Written request ->
Count the lines of the entries below that contain the string "post", matching case exactly, and give only the number.

Dataset records ->
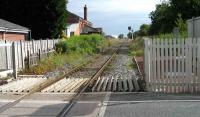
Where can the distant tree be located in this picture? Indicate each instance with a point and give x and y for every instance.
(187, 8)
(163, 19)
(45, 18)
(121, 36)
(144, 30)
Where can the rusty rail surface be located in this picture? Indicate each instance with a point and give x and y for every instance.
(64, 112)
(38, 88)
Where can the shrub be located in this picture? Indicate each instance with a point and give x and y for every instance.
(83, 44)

...

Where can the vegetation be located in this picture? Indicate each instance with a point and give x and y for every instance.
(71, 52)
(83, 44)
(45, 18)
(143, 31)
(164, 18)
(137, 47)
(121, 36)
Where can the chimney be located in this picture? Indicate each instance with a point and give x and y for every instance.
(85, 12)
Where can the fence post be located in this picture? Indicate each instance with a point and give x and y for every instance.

...

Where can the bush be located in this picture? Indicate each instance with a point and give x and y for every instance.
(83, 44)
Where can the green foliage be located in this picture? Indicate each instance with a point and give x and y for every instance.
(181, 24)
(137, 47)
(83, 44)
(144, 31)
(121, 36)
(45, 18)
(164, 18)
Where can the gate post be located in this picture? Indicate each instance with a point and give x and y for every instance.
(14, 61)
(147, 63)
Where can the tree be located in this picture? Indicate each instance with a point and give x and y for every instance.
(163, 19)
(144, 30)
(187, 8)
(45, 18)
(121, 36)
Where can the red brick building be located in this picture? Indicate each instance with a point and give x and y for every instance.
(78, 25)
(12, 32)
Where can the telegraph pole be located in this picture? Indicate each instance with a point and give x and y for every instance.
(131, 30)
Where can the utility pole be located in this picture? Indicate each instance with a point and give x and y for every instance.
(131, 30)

Finished task ->
2